» **Page excerpt**

====

Comments (7)
Hi, please verify your GPU is actually running this by looking at nvidia-smi. Also try to use tritons own performance analysis tool that you can find bundled with their SDK or packaged in the Docker Images and test your endpoint using that tool to ensure it's not a mistake in your client side code.
from yolov4-triton-tensorrt.
Hi
I checked nvidia-smi and it does indeed load the model into GPU memory. However during inference, memory does not actually increase in usage, which I am assuming it should. So maybe on inference request, it reverts to using the CPU for inference, hence why it takes much longer.
However, when running the model, the following output is produced
{
"name": "yolov4",
"platform": "tensorrt_plan",
"backend": "tensorrt",
"version_policy": {
"latest": {
"num_versions": 1
}
},
"max_batch_size": 0,
"input": [
{
"name": "input",
"data_type": "TYPE_FP32",
"format": "FORMAT_NONE",
"dims": [
1,
3,
416,
416
],
"is_shape_tensor": false,
"allow_ragged_batch": false,
"optional": false
}
],
"output": [
{
"name": "boxes",
"data_type": "TYPE_FP32",
"dims": [
1,
10647,
1,
4
],
"label_filename": "",
"is_shape_tensor": false
},
{
"name": "confs",
"data_type": "TYPE_FP32",
"dims": [
1,
10647,
18
],
"label_filename": "",
"is_shape_tensor": false
}
],
"batch_input": [],
"batch_output": [],
"optimization": {
"priority": "PRIORITY_DEFAULT",
"input_pinned_memory": {
"enable": true
},
"output_pinned_memory": {
"enable": true
},
"gather_kernel_buffer_threshold": 0,
"eager_batching": false
},
"dynamic_batching": {
"preferred_batch_size": [],
"max_queue_delay_microseconds": 0,
"preserve_ordering": false,
"priority_levels": 0,
"default_priority_level": 0,
"priority_queue_policy": {}
},
"instance_group": [
{
"name": "yolov4",
"kind": "KIND_GPU",
"count": 1,
"gpus": [
0
],
"secondary_devices": [],
"profile": [],
"passive": false,
"host_policy": ""

====

Records from a dataset:

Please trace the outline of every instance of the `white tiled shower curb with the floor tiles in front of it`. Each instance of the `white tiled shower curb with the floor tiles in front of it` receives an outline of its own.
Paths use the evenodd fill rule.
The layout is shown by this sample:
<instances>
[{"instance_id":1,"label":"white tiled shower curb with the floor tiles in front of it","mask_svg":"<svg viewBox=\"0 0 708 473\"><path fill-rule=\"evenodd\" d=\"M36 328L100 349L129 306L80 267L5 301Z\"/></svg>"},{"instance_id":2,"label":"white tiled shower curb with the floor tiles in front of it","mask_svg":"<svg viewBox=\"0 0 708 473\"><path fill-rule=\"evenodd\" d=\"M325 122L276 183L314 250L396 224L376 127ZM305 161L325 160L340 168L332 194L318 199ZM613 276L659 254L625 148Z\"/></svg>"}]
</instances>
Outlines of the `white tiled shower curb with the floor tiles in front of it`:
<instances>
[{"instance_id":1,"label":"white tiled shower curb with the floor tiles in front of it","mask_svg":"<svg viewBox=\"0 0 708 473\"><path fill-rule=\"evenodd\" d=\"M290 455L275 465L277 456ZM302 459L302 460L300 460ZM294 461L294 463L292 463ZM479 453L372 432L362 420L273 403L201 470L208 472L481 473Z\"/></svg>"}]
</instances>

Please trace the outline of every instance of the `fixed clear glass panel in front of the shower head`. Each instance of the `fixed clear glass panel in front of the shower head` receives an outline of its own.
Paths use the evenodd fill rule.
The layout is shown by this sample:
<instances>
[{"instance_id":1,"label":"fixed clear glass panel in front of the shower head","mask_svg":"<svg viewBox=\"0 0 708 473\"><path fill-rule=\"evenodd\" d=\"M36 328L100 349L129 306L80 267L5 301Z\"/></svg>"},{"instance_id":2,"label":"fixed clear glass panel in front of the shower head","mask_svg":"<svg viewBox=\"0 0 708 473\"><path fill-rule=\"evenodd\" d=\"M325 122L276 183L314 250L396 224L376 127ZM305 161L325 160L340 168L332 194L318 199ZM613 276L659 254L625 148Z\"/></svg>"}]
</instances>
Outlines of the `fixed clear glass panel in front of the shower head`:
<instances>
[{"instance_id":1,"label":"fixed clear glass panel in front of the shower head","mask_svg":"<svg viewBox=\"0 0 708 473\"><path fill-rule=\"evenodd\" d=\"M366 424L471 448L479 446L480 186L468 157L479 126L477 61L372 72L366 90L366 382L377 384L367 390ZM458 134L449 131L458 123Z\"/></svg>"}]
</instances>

====

» **Tasks to perform**
**a)** Render this sentence from the forum thread into Spanish: "I checked nvidia-smi and it does indeed load the model into GPU memory."
**b)** Reproduce the portion of the forum thread starting at "Comments (7)" and ending at "client side code.".
The listing plays no part in this work.

» **Task-by-task results**
**a)** Revisé nvidia-smi y, efectivamente, carga el modelo en la memoria de la GPU.

**b)**
Comments (7)
Hi, please verify your GPU is actually running this by looking at nvidia-smi. Also try to use tritons own performance analysis tool that you can find bundled with their SDK or packaged in the Docker Images and test your endpoint using that tool to ensure it's not a mistake in your client side code.